→ Extracted entries:

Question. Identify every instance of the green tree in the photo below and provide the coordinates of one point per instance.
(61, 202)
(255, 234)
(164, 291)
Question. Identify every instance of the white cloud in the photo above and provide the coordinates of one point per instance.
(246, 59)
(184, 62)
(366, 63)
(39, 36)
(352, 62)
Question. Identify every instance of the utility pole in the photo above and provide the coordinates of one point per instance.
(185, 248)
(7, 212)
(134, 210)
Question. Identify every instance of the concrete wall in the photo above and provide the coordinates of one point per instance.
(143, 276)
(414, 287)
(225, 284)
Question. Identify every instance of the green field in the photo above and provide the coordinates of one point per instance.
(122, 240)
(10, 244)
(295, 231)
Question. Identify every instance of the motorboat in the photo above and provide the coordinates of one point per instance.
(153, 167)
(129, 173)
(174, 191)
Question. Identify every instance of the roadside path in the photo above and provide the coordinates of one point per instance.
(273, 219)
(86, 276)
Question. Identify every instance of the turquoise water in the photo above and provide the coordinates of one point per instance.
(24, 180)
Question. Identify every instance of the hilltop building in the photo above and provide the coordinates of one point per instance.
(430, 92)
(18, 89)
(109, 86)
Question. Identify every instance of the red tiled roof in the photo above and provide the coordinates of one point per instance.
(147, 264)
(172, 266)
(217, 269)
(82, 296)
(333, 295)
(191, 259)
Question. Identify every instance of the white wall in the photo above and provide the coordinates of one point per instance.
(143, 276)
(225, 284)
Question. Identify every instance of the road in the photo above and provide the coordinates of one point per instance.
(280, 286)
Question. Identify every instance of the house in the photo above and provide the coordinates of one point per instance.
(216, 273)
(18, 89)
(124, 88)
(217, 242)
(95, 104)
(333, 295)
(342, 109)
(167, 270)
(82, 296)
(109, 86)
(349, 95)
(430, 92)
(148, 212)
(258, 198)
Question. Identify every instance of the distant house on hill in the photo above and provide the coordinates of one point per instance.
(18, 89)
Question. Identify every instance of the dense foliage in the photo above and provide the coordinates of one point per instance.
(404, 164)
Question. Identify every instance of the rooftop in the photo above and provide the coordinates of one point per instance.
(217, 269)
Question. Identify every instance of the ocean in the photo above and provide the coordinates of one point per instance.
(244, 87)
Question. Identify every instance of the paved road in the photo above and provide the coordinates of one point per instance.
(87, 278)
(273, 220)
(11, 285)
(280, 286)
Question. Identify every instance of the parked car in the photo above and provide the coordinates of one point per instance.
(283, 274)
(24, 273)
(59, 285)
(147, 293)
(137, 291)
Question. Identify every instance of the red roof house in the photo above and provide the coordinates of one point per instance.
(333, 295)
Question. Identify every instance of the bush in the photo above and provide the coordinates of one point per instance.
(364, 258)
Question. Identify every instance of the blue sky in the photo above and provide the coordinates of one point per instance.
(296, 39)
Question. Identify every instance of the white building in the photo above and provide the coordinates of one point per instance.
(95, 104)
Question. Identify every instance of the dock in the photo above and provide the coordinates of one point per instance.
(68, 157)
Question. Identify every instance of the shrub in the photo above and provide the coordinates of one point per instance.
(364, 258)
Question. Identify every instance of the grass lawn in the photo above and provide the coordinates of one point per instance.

→ Instructions to follow: Return every line of the material above verbatim, in the same order and with no changes.

→ Complete answer:
Question. Identify every instance of the green tree in the photo below and provide the coordinates of one point per instance.
(61, 202)
(255, 234)
(164, 291)
Question. Identify every instance of the white cloud in the photo above and provide the coordinates of one point per instance.
(246, 59)
(184, 62)
(366, 63)
(39, 36)
(352, 62)
Question. Identify every instance of the utility pole in the photo above and provide the coordinates of one point per instance.
(185, 248)
(7, 212)
(134, 210)
Question. Identify every instance of the concrete wall in the photo above and provide the coordinates of one point per instance.
(143, 276)
(414, 287)
(225, 284)
Question. Identify every instance of the green field in the photo above and provide the coordinates of one point per instance.
(122, 240)
(10, 244)
(295, 231)
Question. Identify every instance of the motorboat in the photo above and provide the coordinates of one point per instance.
(153, 167)
(129, 173)
(174, 191)
Question. Identify every instance of the roadside path in the photo above and provide the coordinates of one point per instance.
(273, 219)
(86, 276)
Question. Identify every instance of the turquoise water in the photo above and provide the coordinates of one point per instance.
(24, 180)
Question. Identify every instance of the hilltop building in the photo above and provide the coordinates of one point per instance.
(430, 92)
(18, 89)
(109, 86)
Question. Identify every instance of the red tiled roof in the photo above and provide the coordinates of one point per instance.
(147, 264)
(172, 266)
(217, 269)
(82, 296)
(333, 295)
(191, 259)
Question. Identify every instance of the white wall in the photo above and provide the coordinates of one point per instance.
(143, 276)
(225, 284)
Question. Identify every instance of the road in the photo above and provide the coordinates of one point per instance.
(280, 286)
Question. Identify every instance of the house in the photo above and provide the coordinates of one point per instance.
(216, 273)
(18, 89)
(124, 88)
(217, 242)
(95, 104)
(333, 295)
(342, 109)
(167, 270)
(82, 296)
(109, 86)
(349, 95)
(430, 92)
(148, 212)
(258, 198)
Question. Identify every instance of the distant house on hill in the photo above and provide the coordinates of one point per instance.
(18, 89)
Question. Identify every instance of the dense foliage in the photo above and provide the coordinates of one point per instance.
(404, 164)
Question. Identify every instance of the rooftop in the photo above and provide the coordinates of one point per instance.
(217, 269)
Question. Identify every instance of the ocean in the photo above and provide the coordinates of one point per instance.
(244, 87)
Question. Identify every instance of the paved road in the photo above and provide the coordinates of one point per instance.
(87, 278)
(273, 220)
(11, 285)
(280, 286)
Question. Identify every instance of the parked car in the photo above and provide the coordinates of one point per instance.
(283, 274)
(24, 273)
(59, 285)
(147, 293)
(137, 291)
Question. Identify every instance of the red roof house in the photo above and provide the coordinates of one point per instance.
(333, 295)
Question. Identify every instance of the bush in the photo above and provide the coordinates of one point per instance.
(364, 258)
Question. Identify every instance of the blue sky in the photo above and provide the coordinates of one point per instance.
(296, 39)
Question. Identify every instance of the white building in the photo above and provide the coordinates of one point per instance.
(95, 104)
Question. Identify every instance of the dock in the photo above and provide the coordinates of one point per instance.
(68, 157)
Question. Identify every instance of the shrub in the photo above and provide the coordinates of one point per instance.
(364, 258)
Question. Identify every instance of the grass lawn in the photo above and provide the coordinates of one point per instance.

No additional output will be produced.